(Referring expression pointing data)
Start of Block
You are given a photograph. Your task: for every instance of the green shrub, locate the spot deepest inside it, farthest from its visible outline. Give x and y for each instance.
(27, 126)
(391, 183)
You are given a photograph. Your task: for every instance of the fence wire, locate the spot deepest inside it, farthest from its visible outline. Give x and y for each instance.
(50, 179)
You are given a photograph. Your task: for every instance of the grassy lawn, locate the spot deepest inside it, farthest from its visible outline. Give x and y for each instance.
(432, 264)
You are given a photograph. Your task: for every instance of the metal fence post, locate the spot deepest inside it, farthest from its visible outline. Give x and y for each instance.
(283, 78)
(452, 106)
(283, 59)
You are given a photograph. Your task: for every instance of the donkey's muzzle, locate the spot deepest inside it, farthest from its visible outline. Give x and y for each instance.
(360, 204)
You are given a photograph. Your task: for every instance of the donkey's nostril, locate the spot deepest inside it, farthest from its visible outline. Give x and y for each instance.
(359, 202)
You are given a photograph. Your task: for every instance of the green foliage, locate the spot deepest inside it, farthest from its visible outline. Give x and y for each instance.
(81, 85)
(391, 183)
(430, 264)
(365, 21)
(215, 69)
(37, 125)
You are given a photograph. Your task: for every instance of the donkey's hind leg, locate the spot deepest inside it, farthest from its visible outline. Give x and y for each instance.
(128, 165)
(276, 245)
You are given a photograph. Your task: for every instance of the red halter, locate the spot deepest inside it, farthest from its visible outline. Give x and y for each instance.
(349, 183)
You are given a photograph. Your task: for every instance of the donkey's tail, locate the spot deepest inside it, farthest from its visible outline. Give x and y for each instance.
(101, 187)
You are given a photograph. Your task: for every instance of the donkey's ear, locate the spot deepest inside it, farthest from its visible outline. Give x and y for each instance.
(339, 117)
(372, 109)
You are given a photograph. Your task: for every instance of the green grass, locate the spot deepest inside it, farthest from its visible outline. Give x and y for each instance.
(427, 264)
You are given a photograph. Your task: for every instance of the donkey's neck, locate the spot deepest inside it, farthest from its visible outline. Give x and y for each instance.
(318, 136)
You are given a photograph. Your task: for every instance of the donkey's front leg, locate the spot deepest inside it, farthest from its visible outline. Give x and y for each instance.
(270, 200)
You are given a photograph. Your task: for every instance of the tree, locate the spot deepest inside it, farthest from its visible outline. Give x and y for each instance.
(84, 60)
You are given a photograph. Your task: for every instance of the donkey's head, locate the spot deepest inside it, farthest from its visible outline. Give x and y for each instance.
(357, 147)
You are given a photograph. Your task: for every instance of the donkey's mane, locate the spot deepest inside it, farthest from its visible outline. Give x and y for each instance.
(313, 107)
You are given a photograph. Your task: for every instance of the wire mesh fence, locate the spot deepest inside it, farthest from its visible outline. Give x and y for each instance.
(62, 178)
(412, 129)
End of Block
__Task instructions__.
Only these are to be transcribed: the line with "the tree, locate" and every line after it through the last line of the entries, each exactly.

__Result__.
You are given a photograph. Your task: for every instance of the tree, locate the spot deepest inside it, farthest from its visible outline. Give x and y for each instance.
(84, 60)
You are given a photograph. Your task: for every instance of the donkey's head, locate the spot deepest inside it, farthest from its visible outline. Give x and y for each instance.
(357, 147)
You are given a photograph. Your task: for every instance of the donkey's mane, locate the spot deepest inside it, farthest from its visible outline. Give x and y for each instance.
(313, 107)
You are given a photograph. Your task: for every instance of the wire mesh fence, locate the spot deepest inside it, farthest from its visible outline. Give x and y for each instance.
(62, 178)
(412, 129)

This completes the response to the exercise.